_Your assignment_
Each line below is to be written out once more, precisely as given.

_Records supplied_
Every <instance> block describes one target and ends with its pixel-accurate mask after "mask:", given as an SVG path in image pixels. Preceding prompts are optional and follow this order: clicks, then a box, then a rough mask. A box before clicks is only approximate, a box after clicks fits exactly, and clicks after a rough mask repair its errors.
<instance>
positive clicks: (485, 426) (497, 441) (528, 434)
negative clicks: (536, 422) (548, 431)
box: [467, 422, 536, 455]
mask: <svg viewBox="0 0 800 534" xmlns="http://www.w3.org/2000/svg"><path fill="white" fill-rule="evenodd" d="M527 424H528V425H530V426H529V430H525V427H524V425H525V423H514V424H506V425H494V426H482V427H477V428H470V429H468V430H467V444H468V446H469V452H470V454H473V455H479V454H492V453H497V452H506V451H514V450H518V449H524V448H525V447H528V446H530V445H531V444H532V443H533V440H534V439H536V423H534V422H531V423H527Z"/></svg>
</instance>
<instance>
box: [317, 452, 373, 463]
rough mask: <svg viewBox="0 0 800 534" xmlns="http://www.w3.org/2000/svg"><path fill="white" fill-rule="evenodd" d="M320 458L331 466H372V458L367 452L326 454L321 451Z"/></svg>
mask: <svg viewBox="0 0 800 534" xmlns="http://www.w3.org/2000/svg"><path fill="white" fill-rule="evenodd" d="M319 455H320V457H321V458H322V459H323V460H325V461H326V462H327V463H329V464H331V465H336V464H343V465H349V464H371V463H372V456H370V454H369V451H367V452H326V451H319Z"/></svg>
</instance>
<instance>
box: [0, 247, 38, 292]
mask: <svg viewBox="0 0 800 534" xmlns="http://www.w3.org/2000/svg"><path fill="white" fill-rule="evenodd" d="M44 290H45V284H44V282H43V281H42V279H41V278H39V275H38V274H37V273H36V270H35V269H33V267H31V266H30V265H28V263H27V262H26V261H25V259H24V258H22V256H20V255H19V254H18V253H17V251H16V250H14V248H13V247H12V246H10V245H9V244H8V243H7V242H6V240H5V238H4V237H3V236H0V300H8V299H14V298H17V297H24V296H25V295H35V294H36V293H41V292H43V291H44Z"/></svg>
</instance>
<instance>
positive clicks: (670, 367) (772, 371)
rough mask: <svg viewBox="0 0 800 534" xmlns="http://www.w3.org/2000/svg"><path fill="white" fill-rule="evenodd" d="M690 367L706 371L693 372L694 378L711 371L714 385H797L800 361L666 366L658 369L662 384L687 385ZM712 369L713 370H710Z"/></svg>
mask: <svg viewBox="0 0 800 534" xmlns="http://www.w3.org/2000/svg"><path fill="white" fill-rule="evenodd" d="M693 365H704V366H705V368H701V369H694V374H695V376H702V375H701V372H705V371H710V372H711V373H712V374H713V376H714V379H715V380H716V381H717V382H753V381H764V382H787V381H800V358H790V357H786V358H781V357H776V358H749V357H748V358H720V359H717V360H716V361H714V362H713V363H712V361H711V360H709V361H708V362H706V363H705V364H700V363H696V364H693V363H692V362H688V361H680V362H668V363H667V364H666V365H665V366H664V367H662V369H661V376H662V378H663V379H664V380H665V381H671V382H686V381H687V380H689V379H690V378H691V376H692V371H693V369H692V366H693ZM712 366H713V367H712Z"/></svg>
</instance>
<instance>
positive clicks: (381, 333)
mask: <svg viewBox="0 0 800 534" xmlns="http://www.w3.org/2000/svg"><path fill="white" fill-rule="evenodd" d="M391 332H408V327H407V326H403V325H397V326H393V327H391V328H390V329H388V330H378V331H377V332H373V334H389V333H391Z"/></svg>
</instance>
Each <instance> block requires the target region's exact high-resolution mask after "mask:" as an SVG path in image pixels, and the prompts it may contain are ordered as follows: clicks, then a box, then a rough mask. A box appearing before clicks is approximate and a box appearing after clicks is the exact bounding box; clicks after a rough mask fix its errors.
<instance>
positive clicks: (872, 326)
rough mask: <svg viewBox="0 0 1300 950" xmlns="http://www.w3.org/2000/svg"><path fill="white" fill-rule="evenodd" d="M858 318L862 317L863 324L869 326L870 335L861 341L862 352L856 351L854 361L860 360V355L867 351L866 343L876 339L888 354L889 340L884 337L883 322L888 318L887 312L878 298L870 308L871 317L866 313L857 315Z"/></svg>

_Result of this exercise_
Every <instance> block describes one target and ends with its pixel-accurate mask after "mask:", given as an SVG path in image pixels. Preceding prompts are optional and follow this order: clicks, then a box, then a rough mask. A box before clicks is only approximate, a box after clicks fits exactly, and clicks after a rough mask repair its errors.
<instance>
positive clicks: (485, 426) (497, 441) (528, 434)
negative clicks: (536, 422) (548, 431)
box: [467, 422, 536, 455]
mask: <svg viewBox="0 0 800 534" xmlns="http://www.w3.org/2000/svg"><path fill="white" fill-rule="evenodd" d="M527 424H528V425H530V426H529V430H525V427H524V425H525V423H514V424H506V425H494V426H482V427H477V428H470V429H468V430H467V444H468V446H469V452H470V454H473V455H479V454H492V453H497V452H506V451H514V450H518V449H524V448H525V447H528V446H530V445H531V444H532V443H533V440H534V439H536V423H534V422H531V423H527Z"/></svg>
</instance>
<instance>
box: [317, 452, 373, 463]
rough mask: <svg viewBox="0 0 800 534" xmlns="http://www.w3.org/2000/svg"><path fill="white" fill-rule="evenodd" d="M320 458L331 466H372V458L367 452L326 454L321 451Z"/></svg>
mask: <svg viewBox="0 0 800 534" xmlns="http://www.w3.org/2000/svg"><path fill="white" fill-rule="evenodd" d="M319 455H320V457H321V458H322V459H323V460H325V461H326V462H327V463H329V464H331V465H336V464H343V465H349V464H371V463H372V456H370V454H369V451H367V452H326V451H319Z"/></svg>
</instance>
<instance>
box: [0, 247, 38, 292]
mask: <svg viewBox="0 0 800 534" xmlns="http://www.w3.org/2000/svg"><path fill="white" fill-rule="evenodd" d="M44 290H45V284H44V282H43V281H42V279H41V278H39V275H38V274H37V273H36V270H35V269H33V267H31V266H30V265H28V263H27V262H26V261H25V259H24V258H22V256H20V255H19V254H18V253H17V251H16V250H14V248H13V247H12V246H10V245H9V244H8V243H7V242H6V240H5V238H4V237H3V236H0V300H8V299H14V298H17V297H24V296H25V295H35V294H36V293H41V292H43V291H44Z"/></svg>
</instance>
<instance>
positive clicks: (670, 367) (772, 371)
rough mask: <svg viewBox="0 0 800 534" xmlns="http://www.w3.org/2000/svg"><path fill="white" fill-rule="evenodd" d="M690 367L706 371L693 372L694 378L711 371L714 385H797L800 361L666 366L658 369L662 384L687 385ZM712 369L713 370H710Z"/></svg>
mask: <svg viewBox="0 0 800 534" xmlns="http://www.w3.org/2000/svg"><path fill="white" fill-rule="evenodd" d="M693 365H704V366H705V368H701V369H694V374H695V376H702V375H701V372H705V371H710V372H711V373H712V374H713V376H714V379H715V380H716V381H717V382H753V381H764V382H787V381H800V358H790V357H786V358H781V357H776V358H749V357H748V358H720V359H717V360H716V361H714V362H713V363H712V361H711V360H709V361H708V362H706V363H705V364H700V363H696V364H693V363H692V362H688V361H680V362H668V363H667V364H666V365H665V366H664V367H662V369H661V376H662V378H663V379H664V380H665V381H671V382H686V381H687V380H689V379H690V378H691V376H692V371H693V369H692V366H693ZM712 366H713V367H712Z"/></svg>
</instance>
<instance>
positive clicks: (381, 333)
mask: <svg viewBox="0 0 800 534" xmlns="http://www.w3.org/2000/svg"><path fill="white" fill-rule="evenodd" d="M391 332H408V327H407V326H403V325H397V326H393V327H391V328H390V329H388V330H378V331H377V332H373V334H389V333H391Z"/></svg>
</instance>
Each <instance> block requires the target region's exact high-resolution mask after "mask:" as an SVG path in image pixels, and the prompts it may contain are ordered as follows: clicks, then a box, then a rough mask. A box appearing before clicks is approximate and a box appearing after clicks is the exact bounding box; clicks after a rough mask fix its errors.
<instance>
positive clicks: (872, 326)
rough mask: <svg viewBox="0 0 1300 950" xmlns="http://www.w3.org/2000/svg"><path fill="white" fill-rule="evenodd" d="M858 318L862 317L863 324L869 326L870 335L861 341L862 352L856 351L854 361L860 360V355L867 351L866 343L876 339L888 354L889 340L884 337L883 322L888 318L887 312L878 298L870 308L871 317L866 313L857 315Z"/></svg>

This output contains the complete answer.